PROMPT: Reproduce the listing below without any change.

SUPPLIED DATA:
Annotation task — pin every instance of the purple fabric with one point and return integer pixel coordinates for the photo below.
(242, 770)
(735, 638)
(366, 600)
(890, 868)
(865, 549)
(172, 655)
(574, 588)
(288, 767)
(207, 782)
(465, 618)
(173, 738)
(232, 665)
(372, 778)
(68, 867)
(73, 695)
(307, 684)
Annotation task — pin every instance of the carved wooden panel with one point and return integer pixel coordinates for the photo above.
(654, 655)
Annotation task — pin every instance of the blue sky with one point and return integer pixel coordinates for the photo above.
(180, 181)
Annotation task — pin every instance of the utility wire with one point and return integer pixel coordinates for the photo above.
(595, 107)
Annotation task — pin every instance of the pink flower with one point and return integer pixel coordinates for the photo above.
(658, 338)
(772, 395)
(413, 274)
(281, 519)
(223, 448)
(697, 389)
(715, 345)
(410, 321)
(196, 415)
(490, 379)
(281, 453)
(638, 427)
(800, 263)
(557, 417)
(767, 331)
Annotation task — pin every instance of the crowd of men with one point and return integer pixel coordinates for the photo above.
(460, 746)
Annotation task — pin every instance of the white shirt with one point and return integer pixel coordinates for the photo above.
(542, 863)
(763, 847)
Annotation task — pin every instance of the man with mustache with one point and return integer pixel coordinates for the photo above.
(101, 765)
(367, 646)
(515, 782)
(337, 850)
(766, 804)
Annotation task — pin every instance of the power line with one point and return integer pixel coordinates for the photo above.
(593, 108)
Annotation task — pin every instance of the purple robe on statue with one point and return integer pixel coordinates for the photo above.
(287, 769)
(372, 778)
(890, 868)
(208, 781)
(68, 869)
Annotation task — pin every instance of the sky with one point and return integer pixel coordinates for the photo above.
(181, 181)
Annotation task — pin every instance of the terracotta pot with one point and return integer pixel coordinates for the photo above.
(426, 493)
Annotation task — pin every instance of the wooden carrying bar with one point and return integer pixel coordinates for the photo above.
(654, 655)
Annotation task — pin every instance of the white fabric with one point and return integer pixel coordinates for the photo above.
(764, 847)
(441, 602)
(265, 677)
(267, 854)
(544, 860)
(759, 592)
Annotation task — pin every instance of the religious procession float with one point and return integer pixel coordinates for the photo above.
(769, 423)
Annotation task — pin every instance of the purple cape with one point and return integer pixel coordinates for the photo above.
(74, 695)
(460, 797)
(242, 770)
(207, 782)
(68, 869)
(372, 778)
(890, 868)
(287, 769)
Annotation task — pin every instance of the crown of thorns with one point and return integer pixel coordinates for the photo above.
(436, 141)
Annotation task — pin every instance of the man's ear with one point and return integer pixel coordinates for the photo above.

SOLUTION TO THIS TASK:
Annotation task — pin every instance of the purple fabric with one point and return integer pixel coordinates for the photo below.
(242, 770)
(735, 638)
(366, 600)
(890, 868)
(865, 549)
(172, 655)
(574, 588)
(288, 767)
(207, 782)
(465, 618)
(173, 738)
(232, 665)
(372, 778)
(68, 867)
(73, 695)
(307, 684)
Annotation task — pin every instance of the carved wooden panel with one point and return integer pixel coordinates for the photo above.
(654, 655)
Annotation task — pin every instance of the blue sky with one point and return integer pixel coordinates for the photo above.
(180, 181)
Annotation task — pin every instance of the utility wire with one point and return integer pixel coordinates for the photo above.
(595, 107)
Annotation task — pin every instance of the pink flower with one point and return integer pixel coordinates for the photo above.
(658, 338)
(772, 395)
(413, 274)
(281, 519)
(223, 448)
(697, 389)
(715, 345)
(410, 321)
(196, 415)
(490, 379)
(281, 453)
(638, 427)
(800, 263)
(557, 417)
(767, 331)
Annotation task — pin every instance of the crowd of men with one point and return integer pixel coordinates for the photo above.
(460, 746)
Annotation task — pin every instance of the white shirt with one point and return integer pixel coordinates for the photo above.
(542, 863)
(763, 847)
Annotation task — pin every instance of the man with mustache with one point and return integer pixel coordinates for the photo above.
(101, 765)
(367, 646)
(515, 782)
(337, 850)
(766, 804)
Annotation task — pin every instance of the power line with one point and return integer pixel coordinates for the photo above.
(593, 108)
Annotation task — pin every instance of the purple robe on statue with one point and return integer pixel coordinates for the photo above.
(287, 769)
(372, 778)
(890, 868)
(208, 781)
(68, 869)
Annotation task — pin every instance of the sky with one point and return integer pixel coordinates for the photo above.
(181, 181)
Annotation task — pin every instance of the terracotta pot with one point and return integer pixel coordinates for the photo above.
(426, 493)
Annotation task — pin every instance of the wooden carrying bar with one point and return integer pixel coordinates for the photo above.
(654, 655)
Annotation task — pin every instance of the white fabric with one point and return integer pixel coordinates for the photo above.
(764, 847)
(441, 602)
(265, 677)
(267, 854)
(544, 860)
(759, 592)
Annotation task — pin every instance of the religious procession float with one point and return integer pixel coordinates for the photo above.
(769, 423)
Annotation task — pin every instance of the purple cape with one point and return integer pixel coordinates for the photo above.
(74, 695)
(460, 797)
(242, 770)
(207, 782)
(68, 869)
(372, 778)
(890, 868)
(287, 769)
Annotation task — pin every instance of the crown of thorns with one point and return integer pixel coordinates for the photo above.
(436, 141)
Annotation task — pin every instance of the man's ear with one point and return integer pixel coordinates for the photo above.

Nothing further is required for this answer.